→ Assignment: Word for word and without images, reproduce the listing that follows.

→ Given records:
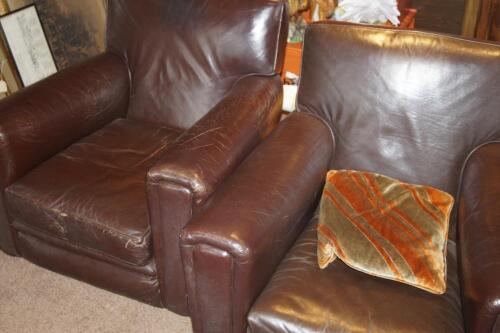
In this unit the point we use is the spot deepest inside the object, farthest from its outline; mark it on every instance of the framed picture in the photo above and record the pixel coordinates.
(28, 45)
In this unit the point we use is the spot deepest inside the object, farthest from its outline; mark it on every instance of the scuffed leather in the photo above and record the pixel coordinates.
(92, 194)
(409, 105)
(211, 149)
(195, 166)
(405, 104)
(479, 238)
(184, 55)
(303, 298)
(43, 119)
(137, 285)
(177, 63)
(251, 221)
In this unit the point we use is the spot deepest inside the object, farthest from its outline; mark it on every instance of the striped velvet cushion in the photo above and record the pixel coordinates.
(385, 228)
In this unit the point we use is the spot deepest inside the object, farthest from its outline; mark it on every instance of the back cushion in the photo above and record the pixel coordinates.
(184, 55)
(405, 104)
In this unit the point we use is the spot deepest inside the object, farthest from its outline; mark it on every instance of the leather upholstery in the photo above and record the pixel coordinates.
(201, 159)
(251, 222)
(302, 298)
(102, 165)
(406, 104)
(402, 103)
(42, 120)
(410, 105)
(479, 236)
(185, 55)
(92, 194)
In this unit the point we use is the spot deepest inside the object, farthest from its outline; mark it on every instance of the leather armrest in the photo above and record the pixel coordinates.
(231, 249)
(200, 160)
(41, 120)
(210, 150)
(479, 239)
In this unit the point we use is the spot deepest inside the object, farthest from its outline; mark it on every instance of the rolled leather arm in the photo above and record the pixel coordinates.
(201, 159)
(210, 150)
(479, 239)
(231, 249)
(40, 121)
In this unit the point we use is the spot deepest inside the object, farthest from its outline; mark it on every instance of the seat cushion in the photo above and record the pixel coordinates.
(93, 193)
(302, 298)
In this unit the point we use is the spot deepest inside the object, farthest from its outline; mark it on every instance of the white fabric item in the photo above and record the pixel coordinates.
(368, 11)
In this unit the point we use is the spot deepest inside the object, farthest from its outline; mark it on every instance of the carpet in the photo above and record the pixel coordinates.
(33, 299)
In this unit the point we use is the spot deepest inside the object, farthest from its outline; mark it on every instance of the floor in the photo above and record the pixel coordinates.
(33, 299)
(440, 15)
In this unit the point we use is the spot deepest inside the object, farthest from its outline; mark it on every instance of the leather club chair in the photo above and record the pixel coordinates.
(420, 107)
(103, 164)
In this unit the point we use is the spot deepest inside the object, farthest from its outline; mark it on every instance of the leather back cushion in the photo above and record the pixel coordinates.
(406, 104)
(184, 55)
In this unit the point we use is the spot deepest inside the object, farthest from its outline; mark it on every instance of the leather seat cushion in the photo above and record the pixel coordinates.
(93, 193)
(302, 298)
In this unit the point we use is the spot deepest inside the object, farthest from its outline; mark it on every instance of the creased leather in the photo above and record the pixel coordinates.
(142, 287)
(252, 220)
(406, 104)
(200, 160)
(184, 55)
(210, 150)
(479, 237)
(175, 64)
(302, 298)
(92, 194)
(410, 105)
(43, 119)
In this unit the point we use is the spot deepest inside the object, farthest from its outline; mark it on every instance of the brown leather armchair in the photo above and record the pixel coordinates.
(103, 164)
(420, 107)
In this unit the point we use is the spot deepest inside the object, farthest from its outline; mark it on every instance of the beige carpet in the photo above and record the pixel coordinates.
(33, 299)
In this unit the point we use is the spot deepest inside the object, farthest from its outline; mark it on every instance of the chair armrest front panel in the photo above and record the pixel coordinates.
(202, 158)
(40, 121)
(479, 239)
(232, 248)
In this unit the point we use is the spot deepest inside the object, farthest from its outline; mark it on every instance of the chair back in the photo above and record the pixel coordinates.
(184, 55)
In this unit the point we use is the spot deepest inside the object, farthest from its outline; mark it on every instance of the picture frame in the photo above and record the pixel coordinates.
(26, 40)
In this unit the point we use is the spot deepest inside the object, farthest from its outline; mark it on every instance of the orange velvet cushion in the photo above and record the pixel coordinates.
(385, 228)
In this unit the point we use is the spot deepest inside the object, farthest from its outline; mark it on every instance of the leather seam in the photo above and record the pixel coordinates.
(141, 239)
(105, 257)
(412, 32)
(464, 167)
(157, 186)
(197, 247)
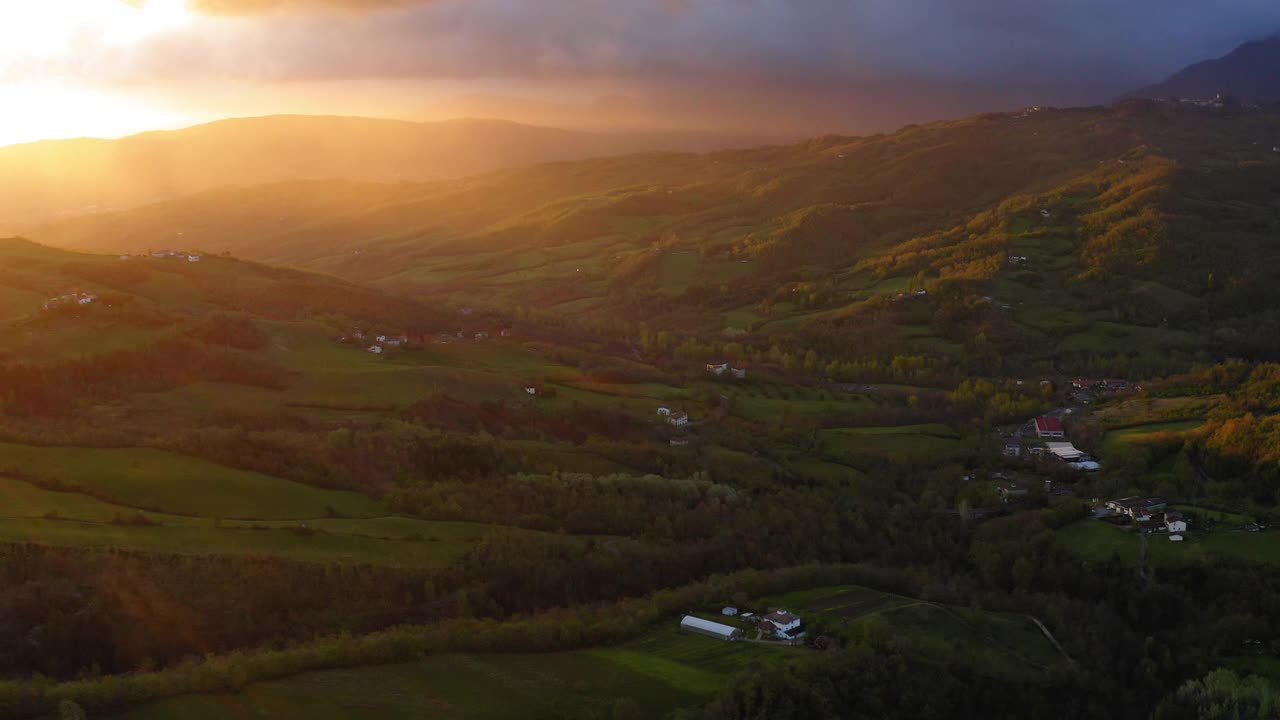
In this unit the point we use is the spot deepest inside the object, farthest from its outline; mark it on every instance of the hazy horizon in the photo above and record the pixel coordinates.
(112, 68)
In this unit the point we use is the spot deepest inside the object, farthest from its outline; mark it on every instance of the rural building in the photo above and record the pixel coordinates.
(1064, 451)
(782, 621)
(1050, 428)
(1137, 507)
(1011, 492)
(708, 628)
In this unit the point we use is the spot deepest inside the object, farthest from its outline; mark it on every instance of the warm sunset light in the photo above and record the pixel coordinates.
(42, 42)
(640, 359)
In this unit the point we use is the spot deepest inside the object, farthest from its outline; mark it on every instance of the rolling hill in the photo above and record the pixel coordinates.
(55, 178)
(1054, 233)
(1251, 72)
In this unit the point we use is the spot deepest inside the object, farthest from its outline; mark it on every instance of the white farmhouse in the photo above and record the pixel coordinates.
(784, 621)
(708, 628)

→ Task result:
In this unit the point we use is the spot deepest inside the object, farthest from its outline; mark it on every instance of the framed picture in the photo above and record the pixel coordinates.
(28, 45)
In this unit the point we use is the spot deepest inside the object, farthest from its outline; mark it on every instance of the scuffed leather in the photo above and record the pixel coordinates.
(92, 194)
(409, 105)
(211, 149)
(195, 166)
(405, 104)
(479, 238)
(184, 55)
(303, 298)
(43, 119)
(137, 285)
(177, 63)
(251, 221)
In this unit the point we use is the spot deepest inside the object, farthest from its outline; mark it on every instance of the striped velvet cushion in the photo above and record the pixel coordinates.
(385, 228)
In this unit the point we use is the spot deepest inside the object, farthest from its outline; mark it on every instance of the back cushion in the photo above and record the pixel coordinates.
(184, 55)
(405, 104)
In this unit the point we use is the spot deepest inside the object, farthest from its outline; mark it on every instance of the leather upholstery in the photo above and record the pixel coordinates.
(201, 159)
(251, 222)
(302, 298)
(102, 165)
(406, 104)
(402, 103)
(42, 120)
(410, 105)
(479, 236)
(185, 55)
(92, 194)
In this unit the point we use is the spot deepest inside the object, farthest from its outline; mark it on every instance of the leather armrest in the photo above and record the pixel coordinates.
(231, 249)
(200, 160)
(41, 120)
(210, 150)
(479, 239)
In this unit the point we use is the spot deepest inside the object, farthest from its outline; mark it on every instance of the rolled leather arm in the photo above and record the pixel coordinates.
(201, 159)
(210, 150)
(479, 239)
(231, 249)
(40, 121)
In this unit the point we use is the spot deepest inside the object, farthest from its outline; mark it on every instance of the seat cushion in the photo above and record the pixel coordinates.
(93, 193)
(302, 298)
In this unit the point we use is the spot deepest inside the object, farthest from its outline; mark it on every instance of the white fabric item in the photo above and record the pixel coordinates.
(368, 11)
In this unit the point we use is the spot deepest inside the object, farthest from its outline; mark it on every instance of the carpet in the photo above and record the pixel coordinates.
(33, 299)
In this unit the point we use is the spot deepest inside the object, farthest from its outline; mark it on every instance of the floor in the photo above and record the pixel coordinates.
(33, 299)
(440, 15)
In this unit the point we use is the spot deepest inside the object, farthest from its outline; mark it on every instance of the leather club chair in the photo above and record the pixel coordinates.
(420, 107)
(103, 164)
In this unit the point we use is the spot deepest inside the object, farthest from its outline; mark it on every instance of the leather back cushion in the photo above and record the pixel coordinates.
(406, 104)
(184, 55)
In this unit the point we use is the spot deepest inside the object, farthest from its outline; mark it on every instance of the leather seat cushion in the photo above and record the pixel coordinates.
(93, 193)
(302, 298)
In this unit the point we use is the spot deepest inside the object, farthest from its outline; mark it on every instance of the creased leather in the photo above and record the pixel coordinates.
(142, 287)
(252, 220)
(406, 104)
(200, 160)
(184, 55)
(210, 150)
(479, 237)
(175, 64)
(302, 298)
(92, 194)
(410, 105)
(43, 119)
In this unit the point we use is the spot deepest inside the object, farthest from its outline; mark it on every instance of the brown leather armchair in the photo above and record the pixel coordinates.
(103, 164)
(420, 107)
In this unit the point we use is the spot deepest inside the object, farthest from its outline; mark it on every instance of the beige carpet in the photo above and record the pixel coordinates.
(33, 299)
In this unit the point we use is the spot deepest inside the object, farthest from its outline; mark it on every instance of the chair armrest front panel in the photo above and record the pixel coordinates.
(202, 158)
(40, 121)
(479, 239)
(232, 248)
In this unit the point we use is the spot deepest inside the object, farthest from its outline; mark it on every instance of the chair back in the photo above and record the pixel coordinates.
(184, 55)
In this unit the point we use is the spot deepest inside the object, farthest from its outline; mark it on every instance of the picture frame in the photo above and record the pixel coordinates.
(26, 40)
In this unit the point we use is the spot deepest inside the object, farthest from its outline; mark it on every instance of the orange velvet cushion in the photo above and record the pixel coordinates.
(385, 228)
In this unit the point we use is the spot deepest inside the object, farthest from its outline; mark it on every instance of the leather seam in the photo above and record the pixel coordinates.
(141, 239)
(105, 257)
(412, 32)
(464, 167)
(157, 186)
(197, 247)
In this unit the point we use is the spot deepest inside the object, farthest from its outline; mark it on every instance of the hazy horizon in the photo above and record the pixel coordinates.
(112, 68)
In this unit the point we use is the spot deepest inside the object, farthest from its outline; mark it on every instance of the rural building in the photo above and record the pixel coordinates.
(1064, 451)
(782, 621)
(1050, 428)
(1137, 507)
(1011, 492)
(708, 628)
In this unit the point we use is the spot deepest inside the object, farthest from its outline; mark it on every instance of the warm sunset light in the photo above and record the pixel coordinates.
(42, 42)
(640, 359)
In this unit the point we use is the spot deepest inside the object, farthest from its outline; mark it on every instance of the rolling hill in the photo above and record the pixel coordinates.
(55, 178)
(1054, 233)
(1251, 72)
In this unit the point we use is the spot deepest inside the object, farthest from its outline; mark it on every instance of the white farmhouse in the photo above and record the pixel coordinates.
(784, 621)
(708, 628)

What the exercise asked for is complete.